# Free Knife Anyone



## stic-shooter (Dec 9, 2007)

Ok I give knives away sometimes on another site. This knife is nothing fancy. has a maple handle and a timbersaw steel blade.This blade is slimmer then the ones I have been making but has a stiff spine and should be a useful knife. Blade Has been tempered. I wanted to get feedback on this blade and thus I am ginving it away. all I ask is that whoever gets it use's it and them emails me and tells me what they think. Now I am a novice knife maker( Hobby) so please do not expect a R.A Matt knife LOL. This knife has a 3.25" blade and a oal of 6.5". I will draw the name on tuesday the 11th. Knife will come witha neck sheath.
	

	
	
		
		

		
			





[/IMG]Thanks<><


----------



## threeleggedpigmy (Dec 9, 2007)

Ill take


----------



## Al33 (Dec 9, 2007)

Put my name in the hat please, and THANKS for the opportunity!

I love the little skinner!


----------



## 60Grit (Dec 9, 2007)

I have no problem being a guinea pig product reviewer..

Put me in the hat.


----------



## ArrowSlinger07 (Dec 9, 2007)

__SHORT EXERCISE__
Carry on the knife giveaway thread from the point where it stops. The listing that comes next is from a different source than the knife giveaway thread.

__ENTRIES SHOWN__

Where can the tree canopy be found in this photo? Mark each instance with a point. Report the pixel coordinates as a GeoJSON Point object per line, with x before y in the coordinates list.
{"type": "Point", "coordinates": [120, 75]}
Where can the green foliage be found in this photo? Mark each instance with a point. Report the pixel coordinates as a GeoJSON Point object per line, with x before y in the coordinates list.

==

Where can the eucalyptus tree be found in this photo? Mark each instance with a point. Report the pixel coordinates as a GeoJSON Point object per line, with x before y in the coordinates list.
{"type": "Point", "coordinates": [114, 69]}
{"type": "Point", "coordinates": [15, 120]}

==

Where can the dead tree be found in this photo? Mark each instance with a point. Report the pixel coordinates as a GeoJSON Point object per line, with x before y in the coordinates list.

__WRITTEN RESPONSE__
I make a few knives when i have time. I make mine out of 440 with deer antler handles. Put me in the pot maybe i will get some pointers. I give mine away to.


----------



## W4DSB (Dec 9, 2007)

Put my name in the hat please!!


----------



## Jeff Phillips (Dec 9, 2007)

I would use it. Throw my name in the hat.


----------



## Nicodemus (Dec 9, 2007)

Generous gesture, and a mighty nice lookin` knife! I like your style.


----------



## fatboy84 (Dec 9, 2007)

Looks good...Throw my name in the hat also.


----------



## j_seph (Dec 9, 2007)

Put J_seph in the hat please,
Beautiful knife


----------



## LILRASCAL (Dec 9, 2007)

That would make a nice Christmas present
Put me in the hat as well


----------



## deedly (Dec 9, 2007)

Put me on the list also  Please


----------



## CAL (Dec 9, 2007)

Looks good to me.I will trade you a "Sweet Music,Longbox Turkey call for one".


----------



## Daddyboy (Dec 9, 2007)

Add JO (James Otis) to your hat. Would make an outstanding Christmas present to myself.


----------



## 69camaro (Dec 9, 2007)

count me in


----------



## biggabuck (Dec 9, 2007)

Add me also. Mike Mosley. Aka Biggabuck.


----------



## cpowel10 (Dec 9, 2007)

Good looking knife!  Put me in the hat please


----------



## spaceman (Dec 9, 2007)

*knife*

me to.


----------



## bigun31768 (Dec 9, 2007)

what would you charge for that knife??? oh does it come with a sheath or case??


----------



## GAbuckhunter88 (Dec 9, 2007)

I would love it and use it a lot too. Please put me in the hat


----------



## HTRDNCK (Dec 9, 2007)

would  love try this skinnin' a hawg!


----------



## FERAL ONE (Dec 9, 2007)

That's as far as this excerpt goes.